* Material *
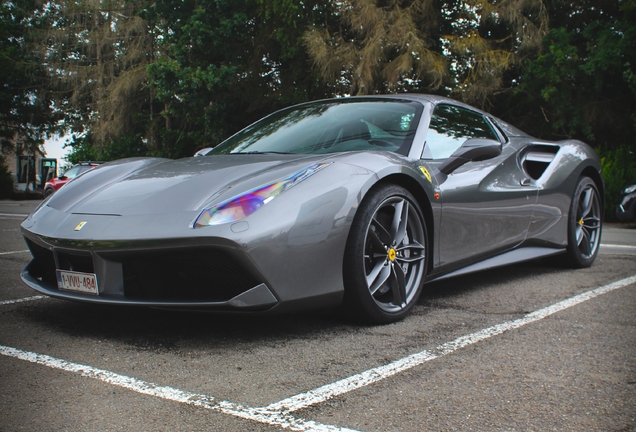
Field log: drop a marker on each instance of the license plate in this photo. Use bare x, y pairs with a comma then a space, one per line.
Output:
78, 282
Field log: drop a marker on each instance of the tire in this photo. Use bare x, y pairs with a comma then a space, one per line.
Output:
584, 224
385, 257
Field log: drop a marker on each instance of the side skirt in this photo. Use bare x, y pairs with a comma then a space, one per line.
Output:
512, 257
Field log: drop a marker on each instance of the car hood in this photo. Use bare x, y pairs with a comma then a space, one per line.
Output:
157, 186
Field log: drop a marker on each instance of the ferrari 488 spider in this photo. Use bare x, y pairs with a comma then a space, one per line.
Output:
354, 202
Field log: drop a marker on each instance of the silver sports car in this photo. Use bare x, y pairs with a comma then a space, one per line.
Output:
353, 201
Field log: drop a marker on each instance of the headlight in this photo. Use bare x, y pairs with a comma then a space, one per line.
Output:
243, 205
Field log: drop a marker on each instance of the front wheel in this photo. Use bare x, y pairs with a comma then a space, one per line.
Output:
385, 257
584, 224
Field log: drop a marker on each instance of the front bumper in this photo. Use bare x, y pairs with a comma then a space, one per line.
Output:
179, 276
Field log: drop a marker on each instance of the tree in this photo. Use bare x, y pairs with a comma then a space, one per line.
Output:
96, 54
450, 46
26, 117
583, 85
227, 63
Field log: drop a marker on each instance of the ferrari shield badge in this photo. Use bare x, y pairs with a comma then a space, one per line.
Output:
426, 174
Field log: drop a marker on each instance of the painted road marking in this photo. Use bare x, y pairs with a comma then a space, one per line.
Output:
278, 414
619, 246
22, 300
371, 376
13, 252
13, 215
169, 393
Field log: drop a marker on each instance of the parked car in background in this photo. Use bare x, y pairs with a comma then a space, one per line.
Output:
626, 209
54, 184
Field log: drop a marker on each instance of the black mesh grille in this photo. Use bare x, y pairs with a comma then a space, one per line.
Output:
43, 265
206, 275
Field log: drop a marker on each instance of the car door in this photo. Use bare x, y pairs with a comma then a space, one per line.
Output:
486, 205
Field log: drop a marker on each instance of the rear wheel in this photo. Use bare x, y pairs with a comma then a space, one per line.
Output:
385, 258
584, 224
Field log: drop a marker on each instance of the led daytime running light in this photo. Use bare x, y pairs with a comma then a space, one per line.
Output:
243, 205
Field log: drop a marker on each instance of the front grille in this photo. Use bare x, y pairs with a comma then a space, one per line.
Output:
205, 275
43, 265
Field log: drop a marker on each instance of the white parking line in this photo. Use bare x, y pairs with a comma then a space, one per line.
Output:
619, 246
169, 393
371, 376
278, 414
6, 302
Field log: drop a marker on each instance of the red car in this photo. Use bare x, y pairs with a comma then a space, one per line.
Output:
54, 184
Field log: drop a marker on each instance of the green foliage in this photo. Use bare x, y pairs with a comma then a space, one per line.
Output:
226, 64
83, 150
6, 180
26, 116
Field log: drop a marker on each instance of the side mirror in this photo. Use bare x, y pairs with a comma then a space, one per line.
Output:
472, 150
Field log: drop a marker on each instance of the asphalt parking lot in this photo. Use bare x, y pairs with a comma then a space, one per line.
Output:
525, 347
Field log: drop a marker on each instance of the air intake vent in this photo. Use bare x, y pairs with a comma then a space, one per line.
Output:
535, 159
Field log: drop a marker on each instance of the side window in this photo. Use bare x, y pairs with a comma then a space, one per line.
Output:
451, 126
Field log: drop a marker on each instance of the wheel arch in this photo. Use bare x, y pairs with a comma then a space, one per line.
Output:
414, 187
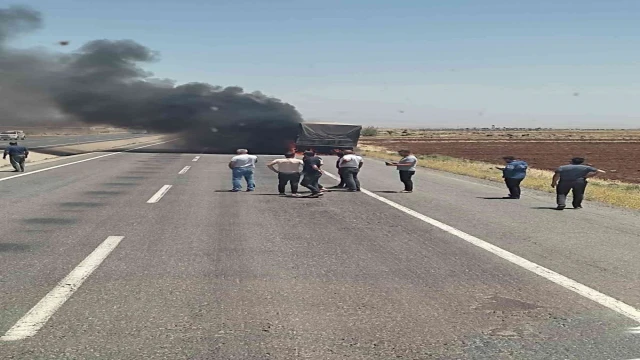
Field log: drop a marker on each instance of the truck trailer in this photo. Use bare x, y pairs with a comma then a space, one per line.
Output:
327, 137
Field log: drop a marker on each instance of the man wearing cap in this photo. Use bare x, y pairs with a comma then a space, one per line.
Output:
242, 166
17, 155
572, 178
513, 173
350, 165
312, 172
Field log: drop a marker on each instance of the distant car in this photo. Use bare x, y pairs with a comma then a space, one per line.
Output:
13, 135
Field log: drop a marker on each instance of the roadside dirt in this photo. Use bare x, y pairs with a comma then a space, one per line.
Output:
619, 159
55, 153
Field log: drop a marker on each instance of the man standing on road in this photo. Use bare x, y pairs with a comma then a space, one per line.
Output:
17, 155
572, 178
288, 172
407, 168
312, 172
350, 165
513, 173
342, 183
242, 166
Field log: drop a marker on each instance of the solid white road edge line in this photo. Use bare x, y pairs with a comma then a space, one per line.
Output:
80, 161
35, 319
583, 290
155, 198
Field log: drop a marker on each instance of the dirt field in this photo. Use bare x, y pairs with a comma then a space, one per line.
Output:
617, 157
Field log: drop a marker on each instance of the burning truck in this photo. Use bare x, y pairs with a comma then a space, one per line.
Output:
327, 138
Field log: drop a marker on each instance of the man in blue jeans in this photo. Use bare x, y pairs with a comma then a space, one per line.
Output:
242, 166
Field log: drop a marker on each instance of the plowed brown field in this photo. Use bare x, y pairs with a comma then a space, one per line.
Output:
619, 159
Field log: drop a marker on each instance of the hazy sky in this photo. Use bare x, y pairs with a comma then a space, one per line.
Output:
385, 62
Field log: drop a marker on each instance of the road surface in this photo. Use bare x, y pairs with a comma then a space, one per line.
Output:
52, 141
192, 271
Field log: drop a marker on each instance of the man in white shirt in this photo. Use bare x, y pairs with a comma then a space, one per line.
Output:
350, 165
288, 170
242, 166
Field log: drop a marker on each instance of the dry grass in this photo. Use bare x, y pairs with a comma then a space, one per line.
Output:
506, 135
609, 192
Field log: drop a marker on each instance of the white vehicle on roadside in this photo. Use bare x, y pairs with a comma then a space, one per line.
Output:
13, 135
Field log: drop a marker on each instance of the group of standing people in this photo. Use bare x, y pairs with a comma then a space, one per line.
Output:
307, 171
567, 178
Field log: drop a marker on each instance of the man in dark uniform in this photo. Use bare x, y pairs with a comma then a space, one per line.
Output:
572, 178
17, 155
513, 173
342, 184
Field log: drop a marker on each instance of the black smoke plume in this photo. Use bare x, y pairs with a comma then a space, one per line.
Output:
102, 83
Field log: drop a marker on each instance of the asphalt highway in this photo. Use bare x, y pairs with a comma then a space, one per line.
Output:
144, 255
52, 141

* Written request *
Can you arrange all of the material above as a two-column CSV with the headers instruction and points, one row per instruction with its answer? Put each field in double quotes with line breaks replaced by spaces, and leave the pictures out.

* Completed exercise *
instruction,points
"Field log: drop a marker on each instance of the license plate in this photo. Use bare x, y pairs with a comma then a space, one per line. Output:","78, 282"
"Field log: drop a marker on each instance of the tire in this photo. Use bare x, y pairs with a comma then a space, one per line. Output:","584, 224 385, 257"
"Field log: drop a marker on each instance of the side skirt in this photo. Use bare x, y pairs with a comma then a space, one per line. Output:","512, 257"
"Field log: drop a marker on each instance of the car hood in this photo. Use bare x, y pairs with a comma then a space, one per line. Output:","157, 186"
"Field log: drop a marker on each instance of the ferrari 488 spider in this photo. Use bare x, y pairs with a comma then a space, one per line. Output:","354, 202"
"Field log: drop a marker on each instance of the silver sports car in this photo. Use bare x, y pairs with a comma then a space, one per line. Output:","353, 201"
"Field log: drop a marker on each instance of the headlight in this photo. Use bare x, y pairs with a comma then a space, one per line. Output:","243, 205"
"Field log: drop a marker on each instance of the front wheel in this photo. Use bare x, y pairs with a comma then a space, one per line. Output:","385, 257 584, 224"
"Field log: drop a marker on each instance of the front bumper in this photo. Use bare x, y pairs with a comma then a space, one per line. Output:","179, 276"
"Field log: drop a marker on each instance of the tree in this photo. Use bare x, y pairs with a comma then a space, one per line. Output:","96, 54 450, 46 26, 117 583, 85 227, 63"
"Field log: drop a marker on each instance of the ferrari shield badge in this photo. Use bare x, y pairs with a comma then a space, one per line. Output:","426, 174"
"Field log: drop a marker on each instance of the painted road marking in this photo. Use bare x, y pairs with a comma then a space, one per line. Output:","278, 414 619, 246 22, 300 371, 376 13, 252 13, 215 169, 393"
"Field log: drop a marker on each instance of the parked car in background in this photo. Use bare x, y pairs with a comma then a space, one per line. Output:","626, 209 54, 184"
"Field log: drop a marker on each instance of the black mesh grille in this photo. Use bare x, y pairs with a comma then a space, one per line. Output:","43, 265 206, 275"
"Field log: drop a marker on each instance of the car door in this photo. Use bare x, y pairs with a comma then a space, one per line. Output:","486, 205"
"Field log: drop a marker on each instance of the rear wheel in this photo. Use bare x, y pairs with a comma then a space, one per line. Output:","385, 258 584, 224"
"Field log: drop a marker on each instance of the led daytime running light in this photo. Use bare x, y pairs with a comma then a space, one per line. Output:","243, 205"
"Field log: drop a marker on each instance of the front grille in this photo. Use bare x, y pairs with a comma then a space, one per line. Output:","205, 275 43, 265"
"Field log: drop a marker on each instance of the white parking line in this photo. Use bare x, y pairs with a comma then a space, one per line. Output:","619, 246 169, 393 371, 376 278, 414 6, 302"
"Field log: drop a marker on each instance of the red car in this photo. Use bare x, y pairs with a comma then a space, one per line. Output:","54, 184"
"Field log: drop a marker on each instance of the green foliage in this photo. Use bare x, y pairs with a comma then a space, one per line. Output:","226, 64 83, 150 6, 180 26, 116"
"Field log: drop a marker on each instance of the side mirror in this photo. Use bare x, y pairs with a comma then a space, one per line. Output:","472, 150"
"Field log: drop a marker on each instance of the asphalt parking lot in this photo. Use bare x, y pairs with a comma then a space, one per line. Output:","525, 347"
"Field log: drop a marker on each instance of the air intake vent in this photo. Use bare x, y pairs with a comma then a space, one per line. Output:","535, 159"
"Field log: drop a marker on each instance of the side window in this photo. Use bare x, y pairs with a comma then a space, one per line. Output:","451, 126"
"Field log: drop a marker on each instance of the wheel arch in this photo. Use bare x, y pairs with a comma then a space, one per line. Output:","414, 187"
"Field log: drop a marker on each instance of the truck trailer in this photo. Use bare x, y pairs with a comma then a space, one per line. Output:","327, 137"
"Field log: drop a marker on each instance of the man wearing cap in this photo. Use bare x, y pairs with a comma then a space, one per line. Output:","242, 166 17, 155 572, 178 513, 173 350, 165 312, 172"
"Field log: drop a marker on each instance of the distant car in this photo. Use bare x, y pairs with a comma then a space, one per line. Output:","13, 135"
"Field log: drop a marker on each instance of the roadside dirt in this photo. Use bare x, y pairs with a comma then a space, one per line. Output:","619, 159 55, 153"
"Field log: drop a marker on each instance of the man standing on road in this photo. Use bare x, y pairs with a comma then a space, one per line. Output:","17, 155 572, 178 288, 172 407, 168 312, 172 350, 165 513, 173 342, 183 242, 166"
"Field log: drop a marker on each instance of the solid white road edge line in this photo. Use bare x, y pairs with a comma then a space, one per line. Output:","80, 161 35, 319 583, 290 155, 198"
"Field log: drop a marker on each instance of the dirt field in this photo. Use bare x, y pairs with a comma then a space, one per line. Output:","617, 157"
"Field log: drop a marker on each instance of the burning truck in this photo. Use bare x, y pairs with a comma then a space, one per line. Output:","327, 138"
"Field log: drop a marker on each instance of the man in blue jeans in this photo. Use bare x, y pairs with a comma then a space, one per line. Output:","242, 166"
"Field log: drop a marker on each instance of the plowed brown field in this photo. Use bare x, y pairs with a comma then a space, one per line. Output:","619, 159"
"Field log: drop a marker on each instance of the hazy sky in this photo. Use bare x, y pairs with a comma then a space, one per line. Output:","385, 62"
"Field log: drop a marker on each instance of the road surface in this photo. Use bare x, y pairs with a comma then a space, one per line. Output:","52, 141 192, 271"
"Field log: drop a marker on each instance of the man in white shirt in this photo. Use bare x, y pairs with a comma then a space, one per line. Output:","350, 165 288, 170 242, 166"
"Field log: drop a marker on each instance of the dry grass in this photo. Use bare x, y pairs with a comma then a space, one per line. Output:","506, 135 609, 192"
"Field log: drop a marker on each instance of the white vehicle on roadside in this photo. Use bare x, y pairs with a comma then a space, one per line. Output:","13, 135"
"Field log: drop a marker on each instance of the group of standing people in this photo. Use bare x, y pairs with a comma then a space, one per line. Output:","307, 171 567, 178"
"Field log: drop a marker on each instance of the man in dark uniform in this photo. Use bare x, y pairs with a comma then a space, one per line. Output:","572, 178 17, 155 513, 173 342, 184"
"Field log: drop a marker on each instance of the black smoke plume in this photo. Use bare x, y pairs with a comma then a space, one per line. Output:","102, 83"
"Field log: drop a marker on each instance of the asphalt highway in this photo. Use bare x, y pairs with a comma then a space, one per line. Output:","144, 255 52, 141"